Stored data entries
*** Block opens ***
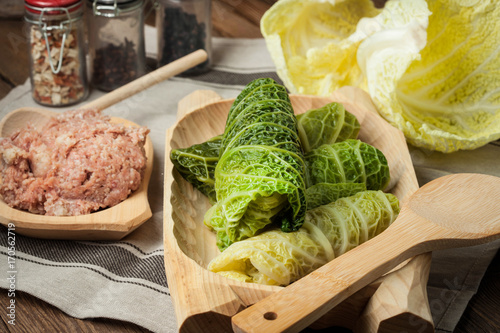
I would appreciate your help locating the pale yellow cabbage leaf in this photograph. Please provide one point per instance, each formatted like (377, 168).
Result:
(446, 96)
(313, 43)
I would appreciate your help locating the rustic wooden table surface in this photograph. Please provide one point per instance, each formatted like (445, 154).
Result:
(231, 18)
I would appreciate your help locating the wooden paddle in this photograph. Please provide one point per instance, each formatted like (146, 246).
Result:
(452, 211)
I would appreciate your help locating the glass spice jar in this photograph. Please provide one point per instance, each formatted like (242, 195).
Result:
(57, 51)
(116, 42)
(184, 26)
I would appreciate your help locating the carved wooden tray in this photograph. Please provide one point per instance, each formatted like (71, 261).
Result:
*** Block closes ***
§ Exercise description:
Show, from the records above, every line that includes "would".

§ Answer to the exercise:
I would appreciate your help locating the pale yellow cabbage leaf in this photograph. Please provide one point per instance, each formatted like (377, 168).
I would appreciate your help locating the rustic wooden table surface in this photograph. Please provide one point per instance, each formatted like (445, 154).
I would appreciate your help locating the wooden paddle in this photograph. Please provide one point per instance, each formatted like (146, 246).
I would appreciate your help locating the glass spice jar in this photograph. Please provide one point per instance, each formatted like (242, 195).
I would appreciate your help locating the carved wooden tray in this photograph. Please provide one point per instance, each formatted like (71, 261).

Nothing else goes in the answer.